_Tasks and exercises_.
1 > Translate this sentence from the Robert H. Cameron page into Spanish: "Sasko was buried in December in Chicago, and final arrangements for Cunningham have yet to be confirmed."
2 > Answer these questions from the Robert H. Cameron page:
(a) In which squadron and group did Cameron serve?
(b) Where is Cameron to be buried?
(c) In which branch did Captain Vladimir M. Sasko serve?
3 > Write the next part of the Robert H. Cameron page, picking up after its last sentence.

_Excerpted passage_.

========================

Robert H. Cameron – Second Lieutenant, United States Army Air Forces

Robert H. Cameron

Second Lieutenant, U.S. Army Air Forces
Service # 0-833022
41st Squadron, 317th Troop Carrier Group
Entered the Service from: Indiana
Died: 10 December 1944
Missing in Action or Buried at Sea
Tablets of the Missing at Manila American Cemetery
Manila, Philippines


NEWS RELEASES from the United States Department of Defense
No. 527-06 IMMEDIATE RELEASE
Jun 08, 2006 Media Contact: (703)697-5131 Public/Industry(703)428-0711

Missing WWII Servicemen are Identified

The Defense POW/Missing Personnel (DPMO) announced today that three servicemen missing in action from World War II have been identified and are being returned to their families for burial with full military honors.

The three are Second Lieutenant Robert H. Cameron of Elkhart, Indiana; Corporal George E. Cunningham of Rich Hill, New York, all U.S. Army Air Forces; and Captain Vladimir M. Sasko, Chicago, U.S. Army Medical Corps.  Cameron will be buried at Arlington National Cemetery near Washington, D.C., on Friday.  Sasko was buried in December in Chicago, and final arrangements for Cunningham have yet to be confirmed.

========================

_Dataset content_.
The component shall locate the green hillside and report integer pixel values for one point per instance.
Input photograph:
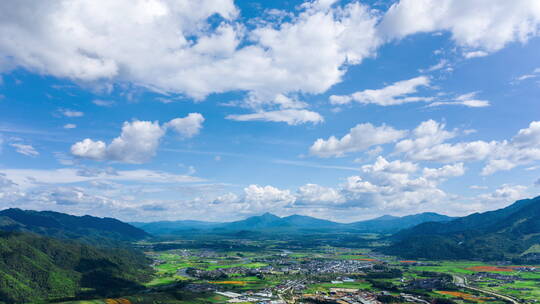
(59, 225)
(506, 233)
(37, 268)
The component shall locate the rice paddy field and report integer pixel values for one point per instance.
(525, 287)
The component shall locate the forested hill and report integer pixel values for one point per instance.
(36, 268)
(59, 225)
(507, 233)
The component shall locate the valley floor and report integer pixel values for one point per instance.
(275, 275)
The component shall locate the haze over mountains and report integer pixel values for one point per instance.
(291, 224)
(513, 231)
(54, 255)
(64, 226)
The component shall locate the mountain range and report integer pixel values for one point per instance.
(508, 233)
(52, 256)
(271, 223)
(64, 226)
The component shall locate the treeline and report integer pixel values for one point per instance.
(37, 268)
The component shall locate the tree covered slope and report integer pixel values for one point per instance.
(85, 228)
(506, 233)
(36, 268)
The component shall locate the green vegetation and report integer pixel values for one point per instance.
(34, 268)
(508, 233)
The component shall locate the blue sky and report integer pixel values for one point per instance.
(217, 110)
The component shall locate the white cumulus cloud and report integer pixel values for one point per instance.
(138, 140)
(359, 138)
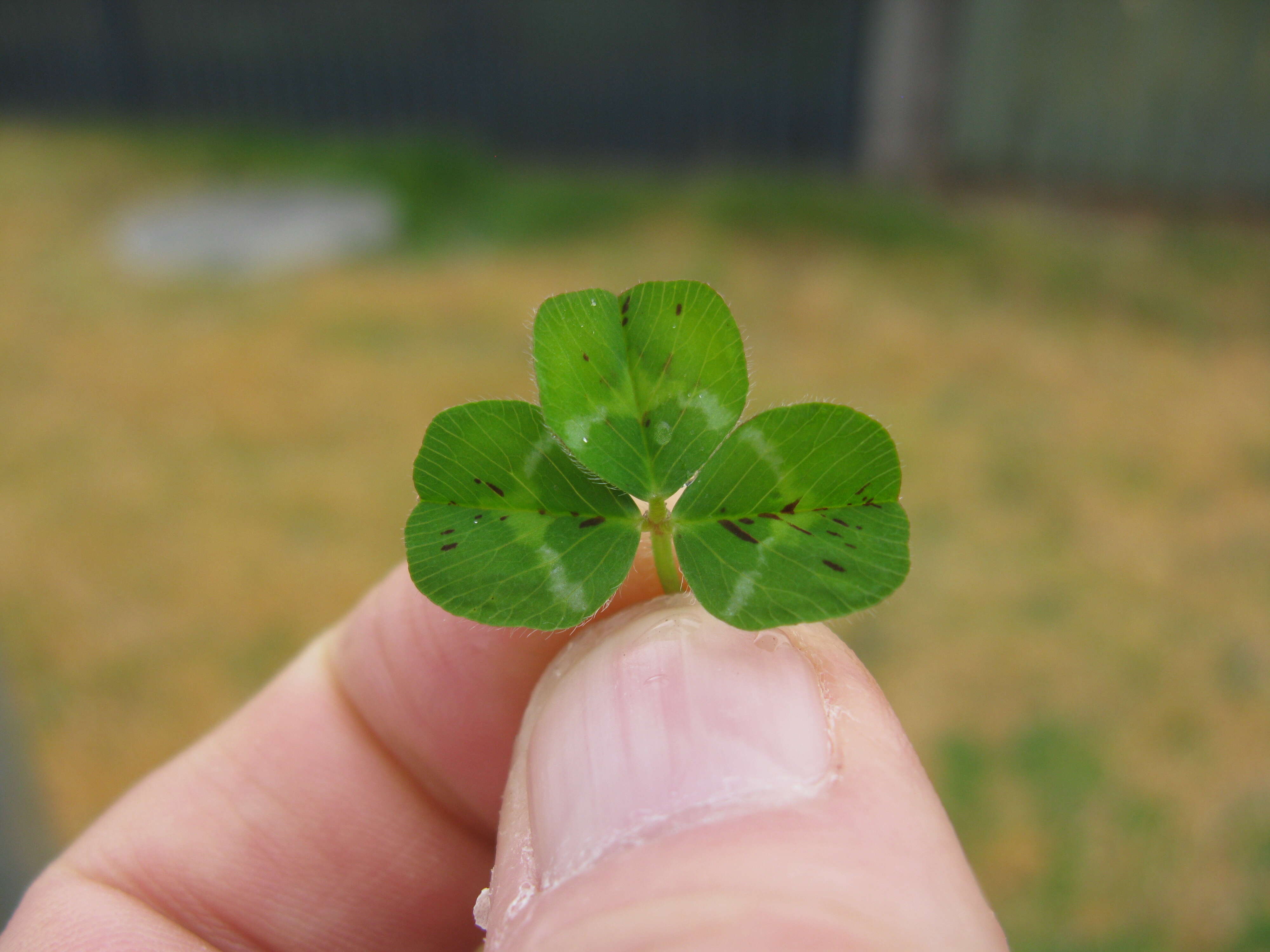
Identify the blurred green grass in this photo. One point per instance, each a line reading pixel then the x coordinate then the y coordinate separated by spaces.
pixel 197 477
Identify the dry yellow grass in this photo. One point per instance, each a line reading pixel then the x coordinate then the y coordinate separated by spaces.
pixel 195 479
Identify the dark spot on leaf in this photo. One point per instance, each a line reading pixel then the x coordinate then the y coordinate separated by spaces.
pixel 737 531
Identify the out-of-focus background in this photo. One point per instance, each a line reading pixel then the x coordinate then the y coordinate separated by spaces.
pixel 250 249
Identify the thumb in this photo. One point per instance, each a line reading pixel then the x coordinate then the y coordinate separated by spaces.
pixel 684 785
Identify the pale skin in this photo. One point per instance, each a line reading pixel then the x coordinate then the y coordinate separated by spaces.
pixel 355 803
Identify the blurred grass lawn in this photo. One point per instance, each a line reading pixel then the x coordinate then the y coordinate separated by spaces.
pixel 196 478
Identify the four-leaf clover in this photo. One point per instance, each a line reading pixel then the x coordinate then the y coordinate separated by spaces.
pixel 526 515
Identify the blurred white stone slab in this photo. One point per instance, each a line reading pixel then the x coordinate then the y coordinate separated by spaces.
pixel 252 232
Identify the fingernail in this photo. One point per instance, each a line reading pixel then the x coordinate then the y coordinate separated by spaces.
pixel 671 720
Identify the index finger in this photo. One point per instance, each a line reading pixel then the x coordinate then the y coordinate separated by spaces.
pixel 352 804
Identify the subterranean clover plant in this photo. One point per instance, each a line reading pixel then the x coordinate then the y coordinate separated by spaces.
pixel 526 513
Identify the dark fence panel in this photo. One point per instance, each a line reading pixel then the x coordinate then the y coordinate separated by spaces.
pixel 1165 96
pixel 755 78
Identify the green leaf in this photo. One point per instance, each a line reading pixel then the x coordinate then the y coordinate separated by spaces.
pixel 641 387
pixel 796 520
pixel 509 530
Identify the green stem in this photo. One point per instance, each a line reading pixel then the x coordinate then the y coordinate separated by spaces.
pixel 664 554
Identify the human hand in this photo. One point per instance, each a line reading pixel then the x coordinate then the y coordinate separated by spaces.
pixel 678 785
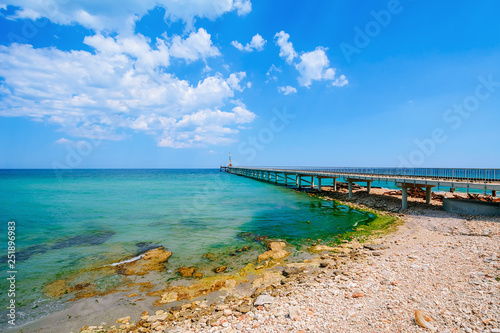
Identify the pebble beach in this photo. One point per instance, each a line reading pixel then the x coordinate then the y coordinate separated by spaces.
pixel 435 272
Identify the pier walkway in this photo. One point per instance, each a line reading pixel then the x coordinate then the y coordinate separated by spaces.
pixel 404 178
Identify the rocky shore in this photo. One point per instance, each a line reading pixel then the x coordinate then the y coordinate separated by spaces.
pixel 438 272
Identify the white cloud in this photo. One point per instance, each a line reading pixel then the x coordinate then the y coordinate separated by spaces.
pixel 123 87
pixel 235 79
pixel 340 82
pixel 286 48
pixel 256 44
pixel 287 90
pixel 314 66
pixel 243 7
pixel 64 141
pixel 197 46
pixel 121 16
pixel 270 73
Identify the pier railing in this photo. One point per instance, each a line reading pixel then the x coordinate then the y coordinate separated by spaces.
pixel 452 174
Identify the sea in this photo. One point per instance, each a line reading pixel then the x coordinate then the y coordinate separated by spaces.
pixel 72 221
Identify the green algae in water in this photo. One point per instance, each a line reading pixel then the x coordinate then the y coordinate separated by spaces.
pixel 81 219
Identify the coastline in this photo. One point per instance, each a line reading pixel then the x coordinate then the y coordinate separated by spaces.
pixel 377 286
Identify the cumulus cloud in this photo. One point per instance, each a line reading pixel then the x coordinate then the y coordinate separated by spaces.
pixel 120 88
pixel 286 48
pixel 271 73
pixel 197 46
pixel 287 90
pixel 256 44
pixel 121 16
pixel 314 66
pixel 64 141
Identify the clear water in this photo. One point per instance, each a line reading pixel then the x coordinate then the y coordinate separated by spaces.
pixel 82 219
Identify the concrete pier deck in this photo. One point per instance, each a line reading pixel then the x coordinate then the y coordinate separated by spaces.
pixel 426 178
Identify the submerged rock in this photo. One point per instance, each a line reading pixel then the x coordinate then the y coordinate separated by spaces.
pixel 210 256
pixel 263 299
pixel 152 260
pixel 319 248
pixel 186 271
pixel 276 251
pixel 288 271
pixel 220 269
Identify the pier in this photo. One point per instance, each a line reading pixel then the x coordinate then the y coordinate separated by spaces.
pixel 425 178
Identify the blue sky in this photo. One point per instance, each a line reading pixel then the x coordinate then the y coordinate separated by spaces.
pixel 171 84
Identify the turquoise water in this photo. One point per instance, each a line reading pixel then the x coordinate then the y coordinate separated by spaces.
pixel 82 219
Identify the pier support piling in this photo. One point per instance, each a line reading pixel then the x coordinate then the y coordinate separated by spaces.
pixel 428 194
pixel 404 190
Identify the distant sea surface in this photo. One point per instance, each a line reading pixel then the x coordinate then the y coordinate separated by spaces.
pixel 81 219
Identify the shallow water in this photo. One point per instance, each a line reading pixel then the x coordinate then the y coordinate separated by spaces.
pixel 82 219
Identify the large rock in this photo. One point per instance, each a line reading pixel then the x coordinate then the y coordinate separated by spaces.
pixel 220 269
pixel 186 271
pixel 152 260
pixel 288 271
pixel 375 247
pixel 319 248
pixel 276 251
pixel 263 299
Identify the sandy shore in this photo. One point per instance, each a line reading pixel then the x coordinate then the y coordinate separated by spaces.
pixel 445 265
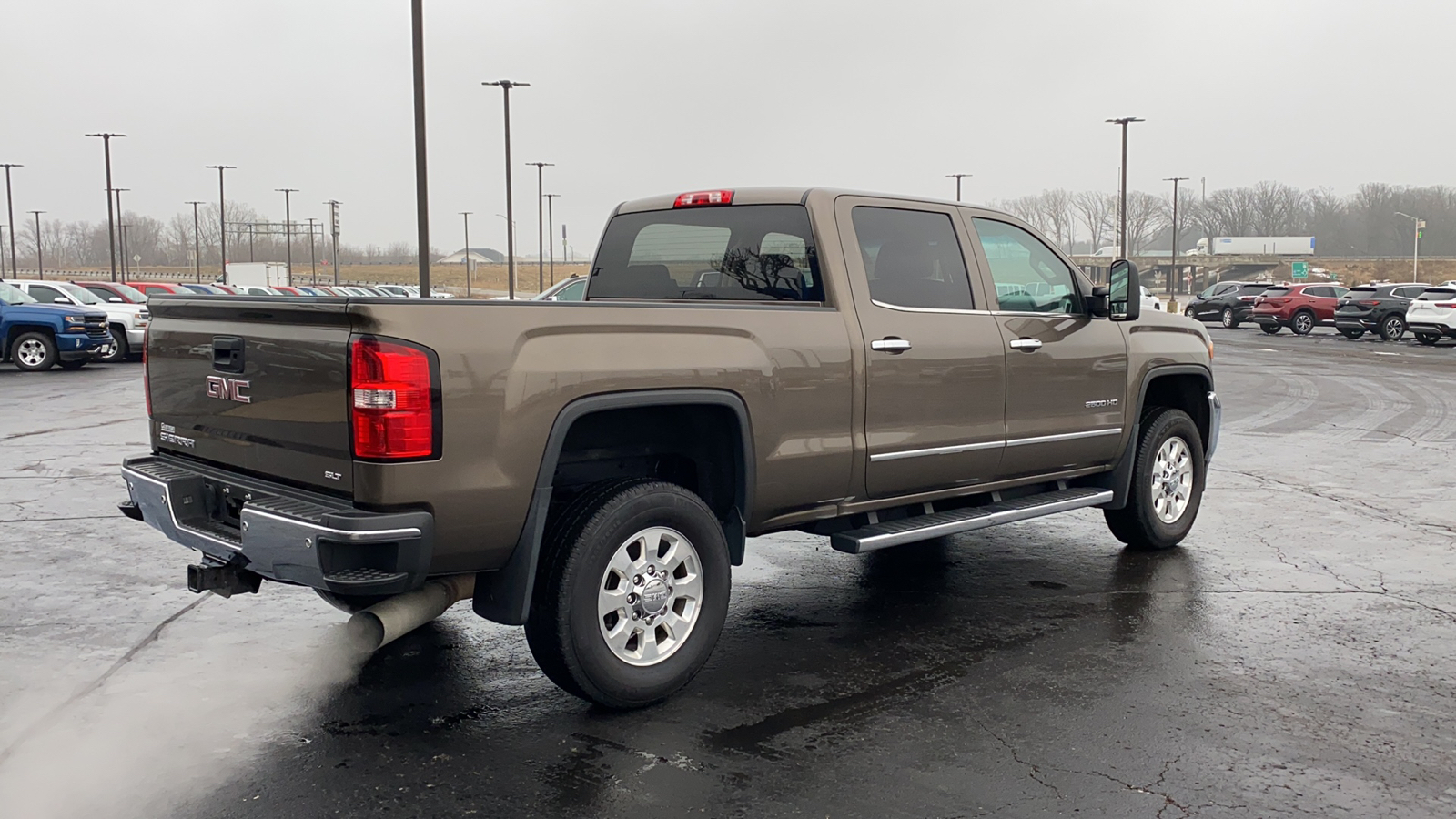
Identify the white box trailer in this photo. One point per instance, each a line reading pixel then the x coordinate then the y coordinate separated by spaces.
pixel 1257 247
pixel 258 274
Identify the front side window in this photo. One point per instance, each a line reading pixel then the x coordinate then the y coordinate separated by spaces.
pixel 733 252
pixel 1030 278
pixel 912 258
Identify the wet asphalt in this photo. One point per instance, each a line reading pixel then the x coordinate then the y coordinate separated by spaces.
pixel 1295 656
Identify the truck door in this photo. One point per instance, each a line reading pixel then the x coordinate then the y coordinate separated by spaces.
pixel 1067 372
pixel 935 376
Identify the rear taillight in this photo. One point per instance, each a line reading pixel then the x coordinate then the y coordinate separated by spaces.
pixel 699 198
pixel 392 399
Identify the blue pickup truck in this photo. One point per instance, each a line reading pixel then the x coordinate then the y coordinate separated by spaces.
pixel 38 337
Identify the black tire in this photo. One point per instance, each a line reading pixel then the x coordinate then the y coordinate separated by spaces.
pixel 1302 322
pixel 564 630
pixel 34 351
pixel 118 347
pixel 349 603
pixel 1392 327
pixel 1138 523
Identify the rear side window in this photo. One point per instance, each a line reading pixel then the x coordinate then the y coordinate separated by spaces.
pixel 912 258
pixel 734 252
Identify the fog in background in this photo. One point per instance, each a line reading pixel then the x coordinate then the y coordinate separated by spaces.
pixel 637 98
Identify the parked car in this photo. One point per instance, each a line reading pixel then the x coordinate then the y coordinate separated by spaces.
pixel 114 292
pixel 1376 308
pixel 126 322
pixel 38 337
pixel 1227 302
pixel 1431 315
pixel 1298 307
pixel 597 482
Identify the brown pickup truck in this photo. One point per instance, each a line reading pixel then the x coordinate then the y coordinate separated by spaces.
pixel 874 369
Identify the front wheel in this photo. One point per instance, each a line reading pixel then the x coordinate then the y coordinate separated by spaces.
pixel 1167 486
pixel 632 593
pixel 1392 329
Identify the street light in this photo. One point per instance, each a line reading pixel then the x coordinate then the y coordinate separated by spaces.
pixel 1121 207
pixel 1416 252
pixel 510 213
pixel 111 229
pixel 957 177
pixel 197 245
pixel 1174 264
pixel 466 215
pixel 222 219
pixel 551 227
pixel 288 228
pixel 40 259
pixel 9 206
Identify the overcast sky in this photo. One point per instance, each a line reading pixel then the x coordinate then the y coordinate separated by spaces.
pixel 632 98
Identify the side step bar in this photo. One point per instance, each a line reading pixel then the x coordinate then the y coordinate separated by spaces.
pixel 935 525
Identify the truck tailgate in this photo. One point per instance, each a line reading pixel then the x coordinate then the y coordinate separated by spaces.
pixel 259 385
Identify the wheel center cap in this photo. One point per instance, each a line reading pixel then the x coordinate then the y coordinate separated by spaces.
pixel 654 596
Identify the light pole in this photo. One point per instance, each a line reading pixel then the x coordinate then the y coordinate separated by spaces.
pixel 197 244
pixel 222 219
pixel 541 241
pixel 9 205
pixel 40 259
pixel 313 261
pixel 111 229
pixel 1416 251
pixel 1174 263
pixel 288 223
pixel 510 212
pixel 957 177
pixel 1121 206
pixel 551 227
pixel 466 215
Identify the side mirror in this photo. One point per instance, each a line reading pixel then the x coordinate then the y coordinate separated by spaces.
pixel 1125 292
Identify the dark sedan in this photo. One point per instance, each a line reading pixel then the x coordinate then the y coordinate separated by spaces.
pixel 1376 308
pixel 1227 302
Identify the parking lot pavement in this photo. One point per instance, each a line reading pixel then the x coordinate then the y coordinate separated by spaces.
pixel 1295 656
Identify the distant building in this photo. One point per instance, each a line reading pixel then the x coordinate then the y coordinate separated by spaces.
pixel 478 256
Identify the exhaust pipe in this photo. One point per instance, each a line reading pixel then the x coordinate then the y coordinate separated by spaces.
pixel 388 620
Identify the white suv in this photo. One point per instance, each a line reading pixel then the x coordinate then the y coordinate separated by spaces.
pixel 1431 315
pixel 127 322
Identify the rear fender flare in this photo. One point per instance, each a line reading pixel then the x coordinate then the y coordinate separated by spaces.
pixel 506 595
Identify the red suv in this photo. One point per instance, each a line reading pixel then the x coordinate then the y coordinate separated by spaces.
pixel 1298 307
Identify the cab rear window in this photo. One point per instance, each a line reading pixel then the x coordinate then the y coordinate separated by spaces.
pixel 733 252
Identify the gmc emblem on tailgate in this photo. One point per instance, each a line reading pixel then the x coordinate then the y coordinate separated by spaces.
pixel 228 389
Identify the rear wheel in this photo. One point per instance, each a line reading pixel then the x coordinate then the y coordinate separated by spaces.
pixel 1302 324
pixel 632 593
pixel 1167 487
pixel 1392 329
pixel 34 351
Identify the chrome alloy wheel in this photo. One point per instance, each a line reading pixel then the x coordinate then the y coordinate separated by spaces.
pixel 1172 480
pixel 650 596
pixel 31 353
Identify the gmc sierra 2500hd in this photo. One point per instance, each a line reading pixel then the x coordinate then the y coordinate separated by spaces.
pixel 870 368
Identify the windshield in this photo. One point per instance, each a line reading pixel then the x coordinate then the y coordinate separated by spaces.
pixel 12 295
pixel 79 293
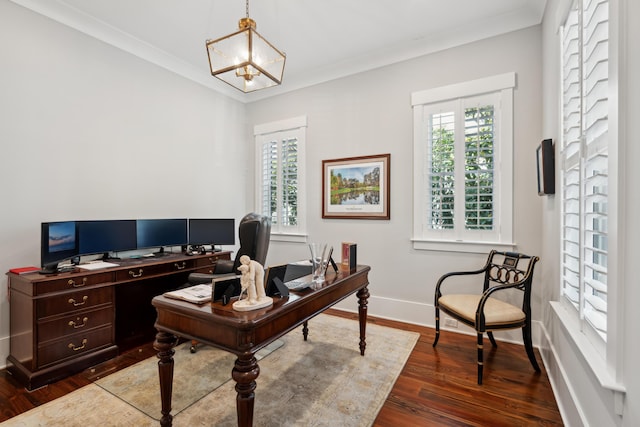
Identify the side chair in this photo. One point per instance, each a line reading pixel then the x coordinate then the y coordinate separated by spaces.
pixel 483 312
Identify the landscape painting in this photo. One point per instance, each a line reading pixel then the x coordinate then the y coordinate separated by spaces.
pixel 356 187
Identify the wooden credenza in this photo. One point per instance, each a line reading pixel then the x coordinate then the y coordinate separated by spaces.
pixel 64 323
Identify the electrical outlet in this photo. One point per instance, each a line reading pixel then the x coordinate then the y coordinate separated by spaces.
pixel 452 323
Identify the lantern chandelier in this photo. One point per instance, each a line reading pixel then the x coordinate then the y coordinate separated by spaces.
pixel 245 59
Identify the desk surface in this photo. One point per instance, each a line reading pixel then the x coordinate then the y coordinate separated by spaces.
pixel 244 333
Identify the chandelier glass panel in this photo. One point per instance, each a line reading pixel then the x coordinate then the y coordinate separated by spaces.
pixel 245 59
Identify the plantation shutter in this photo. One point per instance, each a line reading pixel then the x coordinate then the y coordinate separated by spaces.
pixel 572 132
pixel 479 162
pixel 585 160
pixel 289 181
pixel 440 160
pixel 595 93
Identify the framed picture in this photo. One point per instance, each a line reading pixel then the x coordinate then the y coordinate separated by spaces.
pixel 356 187
pixel 545 161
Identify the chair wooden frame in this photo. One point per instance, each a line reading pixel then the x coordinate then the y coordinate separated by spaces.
pixel 504 275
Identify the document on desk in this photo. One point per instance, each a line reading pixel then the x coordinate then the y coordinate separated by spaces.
pixel 97 265
pixel 198 294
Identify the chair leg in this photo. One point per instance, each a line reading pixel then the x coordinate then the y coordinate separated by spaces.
pixel 435 341
pixel 528 346
pixel 493 340
pixel 480 359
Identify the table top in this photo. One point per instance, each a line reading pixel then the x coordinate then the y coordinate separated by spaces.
pixel 240 332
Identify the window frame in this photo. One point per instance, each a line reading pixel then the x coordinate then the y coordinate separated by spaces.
pixel 501 86
pixel 288 128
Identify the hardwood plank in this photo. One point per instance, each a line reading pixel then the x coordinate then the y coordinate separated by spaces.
pixel 437 387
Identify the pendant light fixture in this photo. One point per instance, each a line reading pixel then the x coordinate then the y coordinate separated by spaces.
pixel 245 59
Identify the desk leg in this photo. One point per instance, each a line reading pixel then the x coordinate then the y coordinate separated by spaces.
pixel 363 300
pixel 164 343
pixel 245 372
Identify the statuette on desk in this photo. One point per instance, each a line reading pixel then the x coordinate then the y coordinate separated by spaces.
pixel 252 295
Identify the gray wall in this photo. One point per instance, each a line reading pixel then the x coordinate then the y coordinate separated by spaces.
pixel 88 131
pixel 584 397
pixel 370 113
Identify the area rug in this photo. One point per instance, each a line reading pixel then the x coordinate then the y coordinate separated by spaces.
pixel 195 375
pixel 323 381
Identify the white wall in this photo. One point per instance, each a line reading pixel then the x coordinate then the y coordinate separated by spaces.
pixel 581 397
pixel 90 132
pixel 370 113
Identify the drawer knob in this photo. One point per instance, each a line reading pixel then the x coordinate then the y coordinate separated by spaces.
pixel 75 303
pixel 134 274
pixel 73 347
pixel 78 325
pixel 73 283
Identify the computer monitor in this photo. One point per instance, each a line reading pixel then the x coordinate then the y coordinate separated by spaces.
pixel 59 241
pixel 212 231
pixel 96 237
pixel 153 233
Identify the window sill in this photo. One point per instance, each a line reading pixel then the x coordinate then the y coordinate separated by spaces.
pixel 461 246
pixel 289 237
pixel 590 354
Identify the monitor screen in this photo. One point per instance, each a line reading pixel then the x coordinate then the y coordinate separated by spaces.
pixel 212 231
pixel 59 241
pixel 96 237
pixel 161 232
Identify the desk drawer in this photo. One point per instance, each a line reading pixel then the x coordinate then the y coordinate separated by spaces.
pixel 72 282
pixel 142 271
pixel 75 323
pixel 73 301
pixel 209 260
pixel 74 345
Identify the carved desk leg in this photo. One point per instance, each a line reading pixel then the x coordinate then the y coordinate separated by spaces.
pixel 363 297
pixel 164 343
pixel 244 373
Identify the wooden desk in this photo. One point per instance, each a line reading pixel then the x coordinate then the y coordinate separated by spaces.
pixel 64 323
pixel 244 333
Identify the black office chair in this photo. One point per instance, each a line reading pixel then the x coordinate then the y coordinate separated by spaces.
pixel 254 233
pixel 483 312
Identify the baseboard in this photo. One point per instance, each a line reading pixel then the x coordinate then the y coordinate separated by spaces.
pixel 4 351
pixel 562 389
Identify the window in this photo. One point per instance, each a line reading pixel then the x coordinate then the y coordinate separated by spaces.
pixel 280 176
pixel 585 163
pixel 463 165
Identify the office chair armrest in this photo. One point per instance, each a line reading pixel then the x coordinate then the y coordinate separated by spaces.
pixel 441 280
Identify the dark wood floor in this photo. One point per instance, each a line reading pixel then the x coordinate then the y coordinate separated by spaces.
pixel 437 387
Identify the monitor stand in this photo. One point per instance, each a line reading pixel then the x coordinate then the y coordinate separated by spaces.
pixel 107 257
pixel 160 252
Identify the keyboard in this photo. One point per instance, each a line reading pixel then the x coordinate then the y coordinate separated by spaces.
pixel 299 284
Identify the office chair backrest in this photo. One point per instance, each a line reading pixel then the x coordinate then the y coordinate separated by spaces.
pixel 254 233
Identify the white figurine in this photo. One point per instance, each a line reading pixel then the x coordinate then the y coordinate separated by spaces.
pixel 252 283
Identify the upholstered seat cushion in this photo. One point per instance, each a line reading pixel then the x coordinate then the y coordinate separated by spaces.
pixel 496 312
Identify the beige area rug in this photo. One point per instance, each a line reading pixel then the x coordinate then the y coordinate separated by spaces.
pixel 194 376
pixel 321 382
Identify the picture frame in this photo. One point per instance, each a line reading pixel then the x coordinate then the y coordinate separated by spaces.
pixel 545 161
pixel 357 187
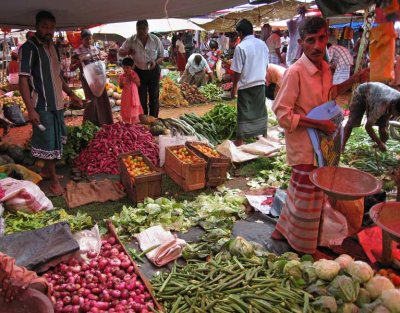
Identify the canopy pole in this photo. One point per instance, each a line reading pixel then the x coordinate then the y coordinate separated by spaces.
pixel 369 18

========================

_Results by task_.
1 > Sasko fue sepultado en diciembre en Chicago, y los arreglos finales para Cunningham aún no se han confirmado.

2 >
(a) The 41st Squadron, 317th Troop Carrier Group
(b) Arlington National Cemetery near Washington, D.C.
(c) The U.S. Army Medical Corps

3 >
On December 10, 1944, a C-47 crewed by Cameron and Cunningham took off from Dobudura, New Guinea, on a cargo flight to Hollandia with three passengers aboard, including Sasko.  Forty minutes into the flight the crew radioed a request for weather information.  Another pilot in the area replied that the weather was bad, saying he was headed out to sea to avoid it.  After that, there was no further contact with the Cameron crew.  Search teams in the area from the Royal Australian Air Force were unsuccessful in finding the crash site.

In 1979 and 1980, search and recovery teams from the U.S. Army’s Central Identification Laboratory, Hawaii (CILHI) found the site and recovered remains subsequently identified by CILHI scientists as those of Second lieutenant Stanley D. Campbell of Pioche, Nevada, and Corporal Carl A. Drain, hometown unknown.

In October and November 2004 a team from the Joint POW/MIA Accounting Command (JPAC)  CILHI’s successor organization  excavated the site in Morobe Province, Papua New Guinea, where they recovered human remains and personal effects of the remaining airmen.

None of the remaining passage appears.